Records of point placement:
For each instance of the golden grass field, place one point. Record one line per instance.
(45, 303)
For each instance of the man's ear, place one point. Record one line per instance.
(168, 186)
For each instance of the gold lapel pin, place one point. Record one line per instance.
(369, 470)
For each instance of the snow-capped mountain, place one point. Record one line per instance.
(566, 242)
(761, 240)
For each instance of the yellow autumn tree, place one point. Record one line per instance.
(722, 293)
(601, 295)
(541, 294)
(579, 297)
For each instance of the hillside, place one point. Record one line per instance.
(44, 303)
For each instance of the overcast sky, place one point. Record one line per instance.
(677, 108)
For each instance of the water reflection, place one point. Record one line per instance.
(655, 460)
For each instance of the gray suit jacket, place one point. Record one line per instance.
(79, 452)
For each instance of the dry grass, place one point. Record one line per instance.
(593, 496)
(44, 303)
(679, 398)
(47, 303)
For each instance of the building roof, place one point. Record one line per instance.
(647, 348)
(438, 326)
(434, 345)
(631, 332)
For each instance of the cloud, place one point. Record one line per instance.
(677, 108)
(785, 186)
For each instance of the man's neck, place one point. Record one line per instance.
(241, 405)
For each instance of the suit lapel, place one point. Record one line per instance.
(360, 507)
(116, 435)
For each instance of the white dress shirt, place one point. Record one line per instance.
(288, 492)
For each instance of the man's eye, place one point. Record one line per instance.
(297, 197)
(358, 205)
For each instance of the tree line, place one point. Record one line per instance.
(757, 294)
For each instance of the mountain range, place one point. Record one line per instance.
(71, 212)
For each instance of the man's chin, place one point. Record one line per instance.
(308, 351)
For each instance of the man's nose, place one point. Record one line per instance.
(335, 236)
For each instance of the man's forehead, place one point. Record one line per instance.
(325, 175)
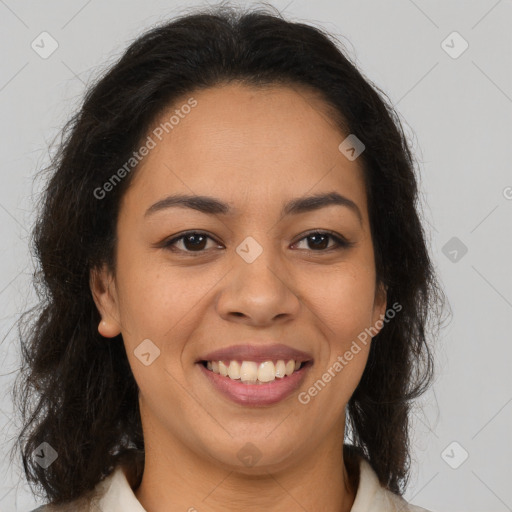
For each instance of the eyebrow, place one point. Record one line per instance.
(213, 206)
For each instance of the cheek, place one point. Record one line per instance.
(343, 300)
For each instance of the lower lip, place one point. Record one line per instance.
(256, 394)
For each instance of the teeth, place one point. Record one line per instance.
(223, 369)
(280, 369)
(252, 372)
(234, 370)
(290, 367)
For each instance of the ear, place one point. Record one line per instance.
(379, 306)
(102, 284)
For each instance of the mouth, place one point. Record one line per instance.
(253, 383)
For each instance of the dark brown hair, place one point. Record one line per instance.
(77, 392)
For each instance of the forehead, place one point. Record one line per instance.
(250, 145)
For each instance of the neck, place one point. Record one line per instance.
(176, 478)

Requirements: Reproduce all of the data above verbatim, line for line, but omit the pictures.

Answer below:
For each instance of the golden grass field, place one point. Record one line per instance.
(45, 303)
For each instance of the man's ear, place one point. Record one line per instance.
(168, 186)
For each instance of the gold lapel pin, place one point. Record one line per instance.
(369, 470)
For each instance of the snow-capped mountain, place one point. Record one line per instance.
(566, 242)
(761, 240)
For each instance of the yellow autumn tree, place one point. Record one line per instance.
(722, 293)
(601, 295)
(541, 294)
(579, 297)
For each instance of the hillside, place one point. Record one line per instance.
(44, 303)
For each instance of the overcast sky, place one point. Record one line per instance.
(677, 108)
For each instance of the water reflection, place one point. Record one line per instance.
(655, 460)
For each instance of the gray suit jacket, place one point. Record one line per instance.
(79, 452)
For each instance of the dry grass, place one point. Record one line per instance.
(593, 496)
(44, 303)
(679, 398)
(47, 303)
For each instance of the building roof, place one point. Record one line per instance.
(647, 348)
(438, 326)
(434, 345)
(631, 332)
For each instance of the cloud, place one point. Record one line per instance.
(677, 108)
(785, 186)
For each instance of the man's neck, place one point. Record one line per instance.
(241, 405)
For each instance of the suit lapel, place one point. Record one line per instance.
(360, 507)
(116, 435)
For each instance of the white dress shirt, place one point. Record one line per instance.
(288, 492)
For each instance of the man's eye, place one point. Record one line per instance.
(297, 197)
(358, 205)
For each instance of the tree line, place one point. Record one line per instance.
(757, 294)
For each instance of the mountain range, place one point. Record one line per instance.
(71, 212)
For each instance of the man's chin, place one point. Record one line per instance.
(308, 351)
For each instance of the man's nose, place one point. Record one line per instance.
(335, 236)
For each instance of the man's forehead, place one point. Record one line per instance.
(325, 175)
For each instance of the eyebrow, place one point. Record one line per instance.
(213, 206)
For each instance of the cheek, place one point. Record one line per instance.
(343, 300)
For each instance of the lower lip, place one point. Record one line per instance.
(256, 394)
For each instance of the teeth, place one point. Record one line per instance.
(223, 369)
(280, 369)
(252, 372)
(234, 370)
(290, 367)
For each instance of the ear, place one point. Record one line per instance.
(379, 306)
(102, 284)
For each instance of the mouth, place one point. Record one line per instance.
(253, 383)
For each instance of the dark brown hair, place one point. Record one line per instance.
(77, 392)
For each instance of the forehead, place one point. Record one line per instance.
(250, 145)
For each instance of the neck, place one point. Record one line per instance.
(176, 478)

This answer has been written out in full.